◆ **Excerpted text**:
########

Rachel Weisz, 48, is expecting her first child with husband Daniel Craig, 50, and people can’t get over her age. (Photo: Getty Images)
Rachel Weisz, 48, is expecting her first child with husband Daniel Craig, 50, and people can’t get over her age. (Photo: Getty Images)

Rachel Weisz, 48, is expecting her first baby with husband Daniel Craig, 50, and people can’t get over her “advanced age.”

The actress shared the news Friday during an interview with the New York Times when asked how she maintains her beauty. “I’ll be showing soon,” she answered. “Daniel and I are so happy. We’re going to have a little human. We can’t wait to meet him or her. It’s all such a mystery.” The couple have children from previous relationships — Weisz’s 11-year-old son Henry and Craig’s 25-year-old daughter.

The news spread fast online where excitement turned to shock, disbelief, and even disapproval over Weisz’s age.

“It is absolutely possible for a 48-year-old woman to get pregnant naturally — it’s just very unlikely,” Zev Williams, M.D. associate professor of obstetrics and gynecology at Columbia University Medical Center, tells Yahoo Lifestyle. “In fact, women over the age of 40 have high rates of unintended pregnancies due to taking fewer precautions on the belief that pregnancy isn’t possible.”

Generally speaking, a woman’s chance of conceiving drops around age 42 and 43. “It’s not that fertility disappears at a certain age, but rather the decline is a gradual process,” says Williams. “For a 28-year-old woman, about 25 percent of her embryos are chromosomally abnormal and for a 44-year-old woman, that number rises to 90 percent.”

He adds, “A 20-week-old fetus has its peak number of eggs.”

########

(Stored data entries)
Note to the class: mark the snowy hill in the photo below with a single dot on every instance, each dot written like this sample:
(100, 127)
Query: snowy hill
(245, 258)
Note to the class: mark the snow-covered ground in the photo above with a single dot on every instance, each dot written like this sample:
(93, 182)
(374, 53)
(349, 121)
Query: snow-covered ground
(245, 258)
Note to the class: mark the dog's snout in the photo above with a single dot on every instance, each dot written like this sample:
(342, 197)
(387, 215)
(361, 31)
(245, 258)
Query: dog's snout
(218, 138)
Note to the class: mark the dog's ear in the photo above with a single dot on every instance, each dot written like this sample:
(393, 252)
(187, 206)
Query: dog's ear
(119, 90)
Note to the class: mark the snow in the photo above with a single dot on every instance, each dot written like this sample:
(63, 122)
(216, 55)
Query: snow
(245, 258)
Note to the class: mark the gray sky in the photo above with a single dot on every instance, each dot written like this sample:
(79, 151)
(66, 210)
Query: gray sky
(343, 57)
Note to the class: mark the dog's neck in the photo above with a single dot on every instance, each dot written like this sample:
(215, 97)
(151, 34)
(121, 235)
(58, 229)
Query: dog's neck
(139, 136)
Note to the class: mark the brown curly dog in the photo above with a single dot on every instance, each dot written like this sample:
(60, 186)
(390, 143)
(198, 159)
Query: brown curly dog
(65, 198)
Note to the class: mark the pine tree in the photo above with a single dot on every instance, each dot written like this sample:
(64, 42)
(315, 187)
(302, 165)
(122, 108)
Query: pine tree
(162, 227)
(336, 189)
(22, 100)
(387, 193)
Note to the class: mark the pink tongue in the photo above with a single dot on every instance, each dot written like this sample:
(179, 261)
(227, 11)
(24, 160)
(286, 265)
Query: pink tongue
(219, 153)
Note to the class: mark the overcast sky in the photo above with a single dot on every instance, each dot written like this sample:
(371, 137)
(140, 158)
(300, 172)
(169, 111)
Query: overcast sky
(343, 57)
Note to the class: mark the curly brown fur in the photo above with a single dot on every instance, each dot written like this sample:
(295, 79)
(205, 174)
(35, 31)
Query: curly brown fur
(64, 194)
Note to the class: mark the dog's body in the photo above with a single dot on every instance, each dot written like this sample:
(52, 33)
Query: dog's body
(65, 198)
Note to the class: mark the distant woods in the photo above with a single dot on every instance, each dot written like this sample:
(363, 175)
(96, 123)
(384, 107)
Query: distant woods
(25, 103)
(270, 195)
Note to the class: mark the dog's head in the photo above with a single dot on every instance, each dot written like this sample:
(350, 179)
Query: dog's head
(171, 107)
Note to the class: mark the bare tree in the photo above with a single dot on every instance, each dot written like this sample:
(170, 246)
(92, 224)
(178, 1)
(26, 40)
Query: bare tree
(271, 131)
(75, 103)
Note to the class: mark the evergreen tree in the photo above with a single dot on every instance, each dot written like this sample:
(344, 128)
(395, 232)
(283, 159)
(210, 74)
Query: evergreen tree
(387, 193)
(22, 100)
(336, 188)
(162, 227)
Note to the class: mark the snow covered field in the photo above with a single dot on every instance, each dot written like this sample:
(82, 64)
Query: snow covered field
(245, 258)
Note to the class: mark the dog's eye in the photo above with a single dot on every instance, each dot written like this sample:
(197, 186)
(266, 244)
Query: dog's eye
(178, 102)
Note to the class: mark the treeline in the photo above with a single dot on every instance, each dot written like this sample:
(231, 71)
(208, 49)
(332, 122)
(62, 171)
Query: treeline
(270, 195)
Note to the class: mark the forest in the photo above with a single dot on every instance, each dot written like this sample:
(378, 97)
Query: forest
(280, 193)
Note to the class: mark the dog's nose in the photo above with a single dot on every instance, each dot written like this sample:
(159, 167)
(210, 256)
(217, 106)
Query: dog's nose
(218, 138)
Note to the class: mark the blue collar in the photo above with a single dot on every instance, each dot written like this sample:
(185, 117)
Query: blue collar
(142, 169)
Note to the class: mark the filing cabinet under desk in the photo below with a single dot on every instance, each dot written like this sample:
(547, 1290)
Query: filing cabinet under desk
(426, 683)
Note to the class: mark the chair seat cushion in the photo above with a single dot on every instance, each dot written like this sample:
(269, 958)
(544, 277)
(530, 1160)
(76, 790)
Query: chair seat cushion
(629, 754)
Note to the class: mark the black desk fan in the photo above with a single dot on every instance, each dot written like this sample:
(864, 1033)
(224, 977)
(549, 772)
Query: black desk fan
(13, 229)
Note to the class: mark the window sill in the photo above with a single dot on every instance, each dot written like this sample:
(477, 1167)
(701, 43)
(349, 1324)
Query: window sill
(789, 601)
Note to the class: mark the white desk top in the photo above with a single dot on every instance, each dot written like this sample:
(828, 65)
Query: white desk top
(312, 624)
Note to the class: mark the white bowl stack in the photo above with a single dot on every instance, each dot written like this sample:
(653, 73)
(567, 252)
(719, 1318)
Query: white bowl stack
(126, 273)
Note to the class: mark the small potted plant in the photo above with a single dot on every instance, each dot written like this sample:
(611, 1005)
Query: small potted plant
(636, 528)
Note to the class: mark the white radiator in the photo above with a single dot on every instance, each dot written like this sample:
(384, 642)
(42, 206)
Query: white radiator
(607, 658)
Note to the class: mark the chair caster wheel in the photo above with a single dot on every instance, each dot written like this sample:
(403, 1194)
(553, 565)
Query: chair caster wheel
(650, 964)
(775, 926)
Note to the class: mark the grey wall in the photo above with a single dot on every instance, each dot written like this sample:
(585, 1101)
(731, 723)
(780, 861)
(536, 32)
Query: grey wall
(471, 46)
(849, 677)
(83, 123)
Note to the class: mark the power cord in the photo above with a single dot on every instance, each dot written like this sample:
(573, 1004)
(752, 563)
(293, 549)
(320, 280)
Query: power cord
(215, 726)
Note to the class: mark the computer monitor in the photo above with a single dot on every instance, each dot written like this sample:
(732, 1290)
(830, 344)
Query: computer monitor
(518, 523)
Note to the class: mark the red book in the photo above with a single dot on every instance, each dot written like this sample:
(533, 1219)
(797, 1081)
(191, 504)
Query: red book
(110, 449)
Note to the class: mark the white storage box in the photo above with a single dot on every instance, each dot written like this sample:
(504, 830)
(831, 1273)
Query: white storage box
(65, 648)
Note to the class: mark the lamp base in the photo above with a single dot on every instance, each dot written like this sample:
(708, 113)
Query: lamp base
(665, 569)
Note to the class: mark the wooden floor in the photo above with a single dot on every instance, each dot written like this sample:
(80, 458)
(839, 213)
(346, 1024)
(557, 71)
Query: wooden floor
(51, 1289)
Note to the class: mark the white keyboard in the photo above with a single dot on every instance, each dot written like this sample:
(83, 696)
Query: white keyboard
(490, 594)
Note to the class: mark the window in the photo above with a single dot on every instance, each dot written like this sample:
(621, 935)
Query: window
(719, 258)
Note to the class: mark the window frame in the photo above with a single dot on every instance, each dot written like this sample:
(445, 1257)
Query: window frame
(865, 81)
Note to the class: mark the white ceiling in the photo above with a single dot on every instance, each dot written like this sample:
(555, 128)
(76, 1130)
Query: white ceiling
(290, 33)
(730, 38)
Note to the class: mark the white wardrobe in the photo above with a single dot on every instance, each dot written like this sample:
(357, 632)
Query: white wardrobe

########

◆ **Tasks and exercises**:
A) List every person named in the article about Rachel Weisz's pregnancy.
B) Please write what follows the article about Rachel Weisz's pregnancy from where it stops.
These entries are separate from the article about Rachel Weisz's pregnancy.

◆ **Task-by-task outputs**:
A) Rachel Weisz, Daniel Craig, Henry, Zev Williams

B)
Given a 45-year-old woman has less than a one percent chance of getting pregnant using her own eggs, it’s possible that Weisz had fertility assistance — in vitro fertilization (IVF) is a process that involves extracting eggs and sperm from a couple (or from donors), combining them in a laboratory, and then transferring them to the uterus. She also could have frozen her eggs years prior, then thawed, fertilized, and transferred them to her uterus. “In that case, a 48-year-old woman could use her 30-year-old eggs to conceive,” says Williams.

Still, pregnancy is challenging on a 48-year-old body, so however she got there, Weisz is considered “high-risk” and more likely to develop conditions such as preeclampsia, which according to the Mayo Clinic is marked by high blood pressure and organ damage, gestational diabetes, and conceiving a child with genetic disorders such as Down syndrome.

And although Daniels is 50, his age is less relevant due to the fact that men can produce healthy sperm throughout most of their lives, says Williams. “It only takes sperm about three months to mature.”